# Directive 1
In the warrant excerpt, rewrite the part that opens with the words containing "means, with respect" and closes with "contract or otherwise.", swapping "contract" for "agreement".
# Directive 2
According to the warrant excerpt, how soon must the Company publicly disclose material, nonpublic information after receiving or delivering a notice?
# Directive 3
Continue the warrant excerpt past its final sentence.

# Source document
* start *

16.         DISCLOSURE.
Upon receipt or delivery by the Company of any notice in accordance with the terms of this Warrant, unless the Company has in good
faith determined that the matters relating to such notice do not constitute material, nonpublic information relating to the Company
or its subsidiaries, the Company shall within one (1) Business Day after any such receipt or delivery publicly disclose such material,
nonpublic information on a Current Report on Form 8-K or otherwise. In the event that the Company believes that a notice contains
material, nonpublic information relating to the Company or its subsidiaries, the Company so shall indicate to such Holder contemporaneously
with delivery of such notice, and in the absence of any such indication, the Holder shall be allowed to presume that all matters
relating to such notice do not constitute material, nonpublic information relating to the Company or its subsidiaries.

 

17.         CERTAIN
DEFINITIONS. For purposes of this Warrant, the following terms shall have the following meanings:

 

(a)          “1933
Act” means the Securities Act of 1933, as amended.

 

(b)          “Affiliate”
means, with respect to any Person, any other Person that directly or indirectly controls, is controlled by, or is under common
control with, such Person, it being understood for purposes of this definition that “control” of a Person means the
power directly or indirectly either to vote 10% or more of the stock having ordinary voting power for the election of directors
of such Person or direct or cause the direction of the management and policies of such Person whether by contract or otherwise.

 

(a)          “Attribution
Parties” means, collectively, the following Persons and entities: (i) any investment vehicle, including, any funds, feeder
funds or managed accounts, currently, or from time to time after the Issuance Date, directly or indirectly managed or advised by
the Holder’s investment manager or any of its Affiliates or principals, (ii) any direct or indirect Affiliates of the Holder
or any of the foregoing, (iii) any Person acting or who could be deemed to be acting as a Group together with the Holder or any
of the foregoing and (iv) any other Persons whose beneficial ownership of the Company’s Common Stock would or could be aggregated
with the Holder’s and the other Attribution Parties for purposes of Section 13(d) of the 1934 Act. For clarity, the purpose
of the foregoing is to subject collectively the Holder and all other Attribution Parties to the Maximum Percentage.

* end *

# Data rows
* start *

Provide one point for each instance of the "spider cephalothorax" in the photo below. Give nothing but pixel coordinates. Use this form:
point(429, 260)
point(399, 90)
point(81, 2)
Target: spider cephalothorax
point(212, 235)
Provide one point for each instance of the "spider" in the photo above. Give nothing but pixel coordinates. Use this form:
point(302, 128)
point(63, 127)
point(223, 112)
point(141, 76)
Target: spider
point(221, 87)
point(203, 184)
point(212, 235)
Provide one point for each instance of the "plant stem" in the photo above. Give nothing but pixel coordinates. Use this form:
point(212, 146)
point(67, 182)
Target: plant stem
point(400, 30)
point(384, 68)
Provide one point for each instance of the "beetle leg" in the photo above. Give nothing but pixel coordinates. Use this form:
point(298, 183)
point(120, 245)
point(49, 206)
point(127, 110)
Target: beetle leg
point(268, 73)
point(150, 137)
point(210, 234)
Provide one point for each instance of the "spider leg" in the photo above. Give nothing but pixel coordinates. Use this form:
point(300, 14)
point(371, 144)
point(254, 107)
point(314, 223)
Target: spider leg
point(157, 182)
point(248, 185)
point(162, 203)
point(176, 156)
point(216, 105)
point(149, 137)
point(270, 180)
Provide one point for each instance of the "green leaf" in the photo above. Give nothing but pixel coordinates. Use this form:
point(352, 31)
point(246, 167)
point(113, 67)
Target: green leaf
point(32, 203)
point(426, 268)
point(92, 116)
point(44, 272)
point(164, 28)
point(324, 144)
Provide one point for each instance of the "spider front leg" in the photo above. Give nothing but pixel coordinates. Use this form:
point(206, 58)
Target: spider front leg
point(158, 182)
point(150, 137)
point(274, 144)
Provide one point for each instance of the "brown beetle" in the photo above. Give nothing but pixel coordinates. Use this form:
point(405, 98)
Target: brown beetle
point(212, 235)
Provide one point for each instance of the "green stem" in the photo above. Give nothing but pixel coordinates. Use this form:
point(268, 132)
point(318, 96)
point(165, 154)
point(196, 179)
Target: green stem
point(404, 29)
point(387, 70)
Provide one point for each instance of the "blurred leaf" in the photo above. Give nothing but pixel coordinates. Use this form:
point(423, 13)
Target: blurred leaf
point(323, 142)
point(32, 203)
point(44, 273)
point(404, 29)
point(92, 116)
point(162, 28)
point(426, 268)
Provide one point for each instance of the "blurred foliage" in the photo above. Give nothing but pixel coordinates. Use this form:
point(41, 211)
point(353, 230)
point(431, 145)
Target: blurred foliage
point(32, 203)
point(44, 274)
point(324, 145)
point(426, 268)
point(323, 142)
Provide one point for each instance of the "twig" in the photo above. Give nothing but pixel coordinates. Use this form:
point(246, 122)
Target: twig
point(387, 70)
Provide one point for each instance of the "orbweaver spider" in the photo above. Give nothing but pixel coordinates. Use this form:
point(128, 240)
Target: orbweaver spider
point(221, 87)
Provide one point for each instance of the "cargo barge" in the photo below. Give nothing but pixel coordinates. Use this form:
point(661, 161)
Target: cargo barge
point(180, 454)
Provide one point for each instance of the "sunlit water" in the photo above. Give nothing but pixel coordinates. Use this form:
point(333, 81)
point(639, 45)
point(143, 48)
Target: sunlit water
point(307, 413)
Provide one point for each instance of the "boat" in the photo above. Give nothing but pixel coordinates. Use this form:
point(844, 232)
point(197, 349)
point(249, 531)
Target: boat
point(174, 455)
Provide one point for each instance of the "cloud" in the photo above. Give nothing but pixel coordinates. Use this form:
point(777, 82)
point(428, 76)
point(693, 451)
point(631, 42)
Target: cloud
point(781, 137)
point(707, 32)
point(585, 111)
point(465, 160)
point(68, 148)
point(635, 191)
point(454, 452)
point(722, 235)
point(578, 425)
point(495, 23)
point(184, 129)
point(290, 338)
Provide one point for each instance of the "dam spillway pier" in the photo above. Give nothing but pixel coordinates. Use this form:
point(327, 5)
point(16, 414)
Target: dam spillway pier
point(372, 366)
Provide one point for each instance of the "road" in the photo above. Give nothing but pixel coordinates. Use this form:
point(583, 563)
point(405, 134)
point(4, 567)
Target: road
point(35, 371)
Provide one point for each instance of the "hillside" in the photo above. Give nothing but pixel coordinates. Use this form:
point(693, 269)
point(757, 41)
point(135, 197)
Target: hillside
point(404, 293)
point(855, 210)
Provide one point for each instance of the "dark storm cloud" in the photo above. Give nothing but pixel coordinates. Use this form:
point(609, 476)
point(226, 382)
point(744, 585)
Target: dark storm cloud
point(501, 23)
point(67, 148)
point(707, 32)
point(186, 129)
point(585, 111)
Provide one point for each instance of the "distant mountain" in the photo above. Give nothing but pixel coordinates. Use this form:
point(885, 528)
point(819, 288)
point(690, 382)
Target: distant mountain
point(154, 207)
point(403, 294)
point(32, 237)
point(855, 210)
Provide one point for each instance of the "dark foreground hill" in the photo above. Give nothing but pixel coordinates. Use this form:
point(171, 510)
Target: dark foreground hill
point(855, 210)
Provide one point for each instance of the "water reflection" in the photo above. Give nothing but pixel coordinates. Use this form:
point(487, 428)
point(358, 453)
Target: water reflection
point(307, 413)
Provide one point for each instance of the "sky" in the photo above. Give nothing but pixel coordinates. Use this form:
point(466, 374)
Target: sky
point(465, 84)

* end *

# Task answer 1
means, with respect to any Person, any other Person that directly or indirectly controls, is controlled by, or is under common
control with, such Person, it being understood for purposes of this definition that “control” of a Person means the
power directly or indirectly either to vote 10% or more of the stock having ordinary voting power for the election of directors
of such Person or direct or cause the direction of the management and policies of such Person whether by agreement or otherwise.

# Task answer 2
Within one (1) Business Day after the receipt or delivery.

# Task answer 3
 

(b)          “Bloomberg”
means Bloomberg Financial Markets.

 

(c)          “Business
Day” means any day other than Saturday, Sunday or other day on which commercial banks in The City of New York are authorized
or required by law to remain closed.

 

    	 	- 11 -	 

     

    

 

(d)          “Closing
Sale Price” means, for any security as of any date, the last closing trade price for such security on the Principal Market,
as reported by Bloomberg, or, if the Principal Market begins to operate on an extended hours basis and does not designate the closing
trade price, then the last trade price of such security prior to 4:00:00 p.m., New York time, as reported by Bloomberg, or, if
the Principal Market is not the principal securities exchange or trading market for such security, the last trade price of such
security on the principal securities exchange or trading market where such security is listed or traded as reported by Bloomberg,
or if the foregoing do not apply, the last trade price of such security in the over-the-counter market on the electronic bulletin
board for such security as reported by Bloomberg, or, if no last trade price is reported for such security by Bloomberg, the average
of the ask prices of any market makers for such security as reported in the OTC Link or “pink sheets” by OTC Markets
Group Inc. (formerly Pink OTC Markets Inc.). If the Closing Sale Price cannot be calculated for a security on a particular date
on any of the foregoing bases, the Closing Sale Price of such security on such date shall be the fair market value as mutually
determined by the Company and the Holder. If the Company and the Holder are unable to agree upon the fair market value of such
security, then such dispute shall be resolved pursuant to Section 12. All such determinations to be appropriately adjusted for
any stock dividend, stock split, stock combination, reclassification or other similar transaction during the applicable calculation
period.

 

(e)          “Common
Stock” means (i) the Company’s shares of Class A Common Stock, par value $0.0001 per share, and (ii) any
share capital into which such Common Stock shall have been changed or any share capital resulting from a reclassification of such
Common Stock.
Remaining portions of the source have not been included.